> _INFORMATION GIVEN_

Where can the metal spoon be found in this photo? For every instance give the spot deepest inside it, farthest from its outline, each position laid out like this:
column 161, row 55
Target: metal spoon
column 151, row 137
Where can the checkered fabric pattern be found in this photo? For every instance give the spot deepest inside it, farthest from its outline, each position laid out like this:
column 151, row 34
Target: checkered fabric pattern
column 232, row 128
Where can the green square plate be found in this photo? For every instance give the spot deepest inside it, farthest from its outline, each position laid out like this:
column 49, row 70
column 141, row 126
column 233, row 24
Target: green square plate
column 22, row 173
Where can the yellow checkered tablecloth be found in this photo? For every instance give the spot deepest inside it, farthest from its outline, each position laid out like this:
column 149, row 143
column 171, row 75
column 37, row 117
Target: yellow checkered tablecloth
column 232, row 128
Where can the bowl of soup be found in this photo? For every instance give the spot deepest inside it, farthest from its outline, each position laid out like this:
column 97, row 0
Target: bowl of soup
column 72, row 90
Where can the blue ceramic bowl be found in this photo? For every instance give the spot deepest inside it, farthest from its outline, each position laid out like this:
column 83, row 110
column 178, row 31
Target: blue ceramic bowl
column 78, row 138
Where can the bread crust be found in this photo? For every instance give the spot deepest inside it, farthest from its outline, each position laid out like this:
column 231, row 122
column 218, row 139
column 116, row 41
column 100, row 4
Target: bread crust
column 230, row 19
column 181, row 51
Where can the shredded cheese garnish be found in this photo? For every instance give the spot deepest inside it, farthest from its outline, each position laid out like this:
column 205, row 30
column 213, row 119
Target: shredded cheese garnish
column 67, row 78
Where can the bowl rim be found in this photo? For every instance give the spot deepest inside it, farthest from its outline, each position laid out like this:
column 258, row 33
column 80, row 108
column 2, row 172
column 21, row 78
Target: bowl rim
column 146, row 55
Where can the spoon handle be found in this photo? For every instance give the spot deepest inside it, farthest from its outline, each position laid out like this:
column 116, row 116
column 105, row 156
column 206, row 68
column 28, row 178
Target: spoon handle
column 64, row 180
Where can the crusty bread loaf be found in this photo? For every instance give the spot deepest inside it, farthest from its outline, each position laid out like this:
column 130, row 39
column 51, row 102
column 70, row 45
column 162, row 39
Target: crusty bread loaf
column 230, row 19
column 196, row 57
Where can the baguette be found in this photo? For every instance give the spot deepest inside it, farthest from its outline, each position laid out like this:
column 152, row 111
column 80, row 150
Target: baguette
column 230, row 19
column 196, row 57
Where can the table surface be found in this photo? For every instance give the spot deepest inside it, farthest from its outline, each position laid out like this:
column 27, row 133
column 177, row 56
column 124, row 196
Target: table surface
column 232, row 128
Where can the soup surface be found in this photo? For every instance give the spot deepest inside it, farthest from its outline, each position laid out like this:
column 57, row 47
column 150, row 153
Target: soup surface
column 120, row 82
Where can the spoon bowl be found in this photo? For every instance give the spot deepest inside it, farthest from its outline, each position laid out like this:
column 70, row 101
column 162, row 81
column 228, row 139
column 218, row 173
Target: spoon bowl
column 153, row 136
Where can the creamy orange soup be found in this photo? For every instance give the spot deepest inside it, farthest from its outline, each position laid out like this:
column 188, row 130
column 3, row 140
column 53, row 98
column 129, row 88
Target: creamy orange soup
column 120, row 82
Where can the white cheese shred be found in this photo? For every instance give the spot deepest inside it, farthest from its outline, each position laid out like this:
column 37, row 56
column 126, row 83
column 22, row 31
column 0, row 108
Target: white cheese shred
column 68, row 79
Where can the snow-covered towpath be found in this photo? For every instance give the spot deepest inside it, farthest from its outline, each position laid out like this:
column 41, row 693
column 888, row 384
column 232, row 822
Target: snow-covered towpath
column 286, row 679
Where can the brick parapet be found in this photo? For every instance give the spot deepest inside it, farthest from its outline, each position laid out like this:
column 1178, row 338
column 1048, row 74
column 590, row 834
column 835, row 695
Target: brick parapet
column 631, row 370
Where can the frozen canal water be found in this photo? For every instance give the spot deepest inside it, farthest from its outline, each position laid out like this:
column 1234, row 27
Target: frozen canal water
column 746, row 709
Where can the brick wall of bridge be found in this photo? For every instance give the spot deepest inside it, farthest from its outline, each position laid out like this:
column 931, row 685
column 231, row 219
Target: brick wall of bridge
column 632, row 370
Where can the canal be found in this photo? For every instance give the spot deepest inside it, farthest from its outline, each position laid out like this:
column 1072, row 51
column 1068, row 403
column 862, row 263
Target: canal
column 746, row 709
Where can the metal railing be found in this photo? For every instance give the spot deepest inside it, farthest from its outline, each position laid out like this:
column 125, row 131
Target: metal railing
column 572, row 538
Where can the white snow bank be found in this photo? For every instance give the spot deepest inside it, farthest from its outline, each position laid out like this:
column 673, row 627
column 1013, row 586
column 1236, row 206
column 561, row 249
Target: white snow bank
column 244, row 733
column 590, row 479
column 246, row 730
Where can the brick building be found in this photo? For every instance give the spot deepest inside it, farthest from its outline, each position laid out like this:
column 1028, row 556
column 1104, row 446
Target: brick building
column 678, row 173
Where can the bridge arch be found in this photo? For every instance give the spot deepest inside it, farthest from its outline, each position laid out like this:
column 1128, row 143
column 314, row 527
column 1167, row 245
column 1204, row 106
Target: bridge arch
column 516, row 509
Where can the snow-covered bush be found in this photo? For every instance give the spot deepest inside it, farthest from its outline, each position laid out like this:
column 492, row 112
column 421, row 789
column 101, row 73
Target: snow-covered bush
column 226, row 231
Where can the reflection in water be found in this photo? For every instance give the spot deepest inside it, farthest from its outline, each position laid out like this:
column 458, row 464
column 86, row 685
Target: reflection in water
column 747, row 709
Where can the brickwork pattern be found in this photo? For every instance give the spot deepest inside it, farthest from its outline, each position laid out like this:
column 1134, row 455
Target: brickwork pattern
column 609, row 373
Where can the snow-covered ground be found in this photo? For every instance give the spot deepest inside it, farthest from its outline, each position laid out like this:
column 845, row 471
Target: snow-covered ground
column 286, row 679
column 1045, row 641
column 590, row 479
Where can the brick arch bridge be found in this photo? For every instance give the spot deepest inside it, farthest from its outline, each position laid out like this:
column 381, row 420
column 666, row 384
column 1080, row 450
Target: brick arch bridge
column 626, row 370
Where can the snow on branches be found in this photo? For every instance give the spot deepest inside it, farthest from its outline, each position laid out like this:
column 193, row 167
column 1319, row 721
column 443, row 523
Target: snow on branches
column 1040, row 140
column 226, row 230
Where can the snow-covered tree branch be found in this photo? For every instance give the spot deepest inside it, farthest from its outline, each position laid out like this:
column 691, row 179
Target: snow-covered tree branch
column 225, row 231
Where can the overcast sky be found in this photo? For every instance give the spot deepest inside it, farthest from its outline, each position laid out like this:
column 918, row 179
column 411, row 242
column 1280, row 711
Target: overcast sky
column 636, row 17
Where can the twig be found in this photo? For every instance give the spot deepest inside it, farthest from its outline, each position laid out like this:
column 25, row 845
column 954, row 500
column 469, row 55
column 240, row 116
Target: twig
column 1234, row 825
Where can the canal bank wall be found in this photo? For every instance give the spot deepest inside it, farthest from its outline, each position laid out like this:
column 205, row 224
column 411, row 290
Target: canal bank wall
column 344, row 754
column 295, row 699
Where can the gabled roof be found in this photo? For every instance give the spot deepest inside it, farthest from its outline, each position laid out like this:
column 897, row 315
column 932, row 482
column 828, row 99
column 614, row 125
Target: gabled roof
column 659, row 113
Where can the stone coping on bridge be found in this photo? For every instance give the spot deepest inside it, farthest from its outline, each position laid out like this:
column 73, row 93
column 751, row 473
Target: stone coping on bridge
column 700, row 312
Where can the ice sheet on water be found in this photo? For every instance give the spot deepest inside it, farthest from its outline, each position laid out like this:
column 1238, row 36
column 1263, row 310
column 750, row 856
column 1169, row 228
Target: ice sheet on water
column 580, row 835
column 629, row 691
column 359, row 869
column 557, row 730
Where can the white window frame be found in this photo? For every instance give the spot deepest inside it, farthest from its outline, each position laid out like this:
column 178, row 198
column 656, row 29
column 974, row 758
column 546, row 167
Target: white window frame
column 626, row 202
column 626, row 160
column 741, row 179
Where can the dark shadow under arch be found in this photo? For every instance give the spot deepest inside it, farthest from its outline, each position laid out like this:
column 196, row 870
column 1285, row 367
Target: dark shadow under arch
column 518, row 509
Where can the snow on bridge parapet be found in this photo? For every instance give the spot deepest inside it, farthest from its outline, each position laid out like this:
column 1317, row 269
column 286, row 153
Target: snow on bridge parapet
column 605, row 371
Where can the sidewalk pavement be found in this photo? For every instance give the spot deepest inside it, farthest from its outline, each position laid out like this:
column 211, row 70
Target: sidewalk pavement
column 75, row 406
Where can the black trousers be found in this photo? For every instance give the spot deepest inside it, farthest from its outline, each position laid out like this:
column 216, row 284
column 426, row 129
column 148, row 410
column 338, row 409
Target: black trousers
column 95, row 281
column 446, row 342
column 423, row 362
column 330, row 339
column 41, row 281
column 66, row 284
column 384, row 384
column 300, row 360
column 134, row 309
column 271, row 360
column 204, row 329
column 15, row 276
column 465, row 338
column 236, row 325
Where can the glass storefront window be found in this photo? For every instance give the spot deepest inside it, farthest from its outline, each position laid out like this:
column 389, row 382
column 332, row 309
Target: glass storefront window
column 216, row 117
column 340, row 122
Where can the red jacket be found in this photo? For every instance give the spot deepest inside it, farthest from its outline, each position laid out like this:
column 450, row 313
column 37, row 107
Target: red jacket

> _DIRECTIONS_
Give back, word for word, only the lines above from the line holding "column 614, row 125" to the line holding "column 211, row 70", both included.

> _RESULT OF THE TASK_
column 614, row 125
Target: gabled roof
column 659, row 113
Where can the stone coping on bridge be found in this photo? For every instance give the spot deepest inside it, farthest from its outline, each position laid out like this:
column 73, row 93
column 751, row 473
Target: stone coping on bridge
column 700, row 312
Where can the ice sheet on water be found in this photo? For every instance give the spot deepest inside it, farthest from its outline, each position laid out like this:
column 1238, row 36
column 1263, row 310
column 750, row 856
column 1169, row 228
Target: ice sheet on water
column 580, row 835
column 629, row 691
column 359, row 869
column 557, row 730
Where can the white window frame be found in this photo? For every instance give the spot deepest inside it, farthest from its outline, each position laid out like this:
column 178, row 198
column 656, row 29
column 974, row 758
column 546, row 167
Target: white window frame
column 626, row 202
column 626, row 160
column 741, row 179
Where can the dark shadow under arch be found in this photo? For every instance give the spot deepest inside it, farthest from its outline, each position laid out like this:
column 196, row 870
column 1285, row 367
Target: dark shadow under arch
column 518, row 509
Where can the snow on bridge parapet be found in this photo? For every instance give the spot deepest inside it, farthest from its outline, each position laid out like this:
column 1317, row 269
column 286, row 153
Target: snow on bridge parapet
column 605, row 371
Where can the sidewalk pavement be found in this photo? For every instance give the spot deepest inside it, farthest from its outline, each position laid out like this:
column 211, row 70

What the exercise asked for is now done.